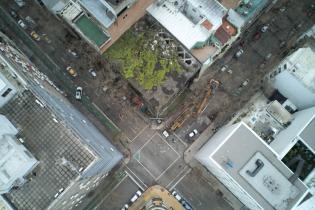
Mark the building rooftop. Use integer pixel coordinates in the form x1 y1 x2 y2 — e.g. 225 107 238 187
0 34 122 209
200 122 307 210
270 107 315 157
0 115 38 194
80 0 117 28
0 91 96 209
147 0 226 49
0 196 14 210
128 185 185 210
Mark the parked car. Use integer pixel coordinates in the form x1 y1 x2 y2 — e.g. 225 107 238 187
89 68 96 77
75 87 83 100
260 25 269 33
162 130 170 138
253 31 261 41
181 199 192 210
188 129 198 138
10 10 18 19
235 48 244 58
67 66 78 77
31 31 40 42
121 204 129 210
68 49 79 58
42 34 51 44
14 0 25 7
172 190 182 201
130 190 142 203
18 19 27 29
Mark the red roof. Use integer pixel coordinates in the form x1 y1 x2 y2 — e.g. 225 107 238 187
201 19 213 31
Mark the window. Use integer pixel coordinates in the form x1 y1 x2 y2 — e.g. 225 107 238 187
1 88 12 97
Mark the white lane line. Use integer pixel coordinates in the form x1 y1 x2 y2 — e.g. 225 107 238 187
125 169 147 191
170 168 191 191
126 166 148 188
134 133 156 154
94 176 128 210
173 133 188 147
131 125 149 141
157 133 180 157
135 159 156 180
92 102 121 132
155 156 180 181
166 166 187 188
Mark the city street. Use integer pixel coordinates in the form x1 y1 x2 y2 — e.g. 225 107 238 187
0 0 315 210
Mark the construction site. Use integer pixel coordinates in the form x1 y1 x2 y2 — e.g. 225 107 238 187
0 0 314 210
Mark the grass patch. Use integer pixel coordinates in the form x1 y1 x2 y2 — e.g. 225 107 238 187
104 30 182 90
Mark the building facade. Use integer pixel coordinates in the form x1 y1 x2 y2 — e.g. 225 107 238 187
0 34 122 210
195 122 308 210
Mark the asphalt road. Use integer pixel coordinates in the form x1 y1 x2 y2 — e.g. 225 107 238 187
0 0 315 210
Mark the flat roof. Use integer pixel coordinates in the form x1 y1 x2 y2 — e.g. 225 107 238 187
0 91 95 209
147 0 226 49
74 15 109 47
211 122 307 210
79 0 116 28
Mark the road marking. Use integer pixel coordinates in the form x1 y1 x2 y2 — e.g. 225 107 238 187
135 133 156 153
94 176 128 210
135 159 156 180
131 125 149 142
166 166 189 188
125 169 147 191
155 156 180 181
155 133 180 157
92 102 121 132
126 165 148 188
173 132 188 147
170 168 191 191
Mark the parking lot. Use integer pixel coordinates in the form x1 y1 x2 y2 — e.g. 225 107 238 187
0 0 314 210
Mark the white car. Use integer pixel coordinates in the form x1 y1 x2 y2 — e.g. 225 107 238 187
89 68 96 77
130 190 142 203
235 49 244 58
68 49 79 58
188 129 198 138
121 204 129 210
162 130 170 138
18 20 27 29
15 0 25 7
75 87 83 100
172 190 182 201
260 25 269 33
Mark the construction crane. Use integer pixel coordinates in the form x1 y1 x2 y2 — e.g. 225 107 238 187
170 79 220 132
194 79 220 116
170 105 192 131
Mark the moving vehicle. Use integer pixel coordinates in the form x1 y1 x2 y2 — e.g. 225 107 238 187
188 129 198 138
67 66 78 77
75 87 83 100
18 19 27 29
162 130 170 138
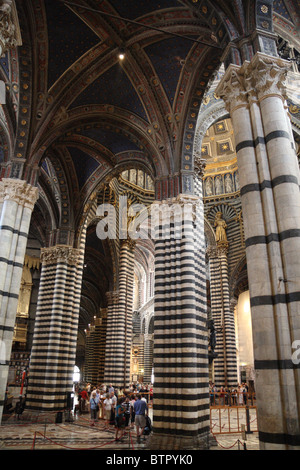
———
**TASK**.
Can you arrange the data from the line containing "Mark the white lane" up to and including the line containing "166 166 187 188" as a two-column CSV with the header label_text,boxes? Put each "Mark the" line in its own row with all the coordinates listed under it, quote every field, turn line breaks into spaces, and include nothing else.

**ANSWER FOR THIS EXERCISE**.
label_text,boxes
"Mark the white lane line. Use integer pixel coordinates in the form x1 y1 x2 y2 — e.g. 225 107 238 187","125 169 147 191 170 168 191 191 126 166 148 188 134 133 156 154 94 176 128 210 173 133 188 147 131 125 149 141 157 133 180 157 135 159 156 180 92 102 121 132 155 156 180 181 166 166 187 188"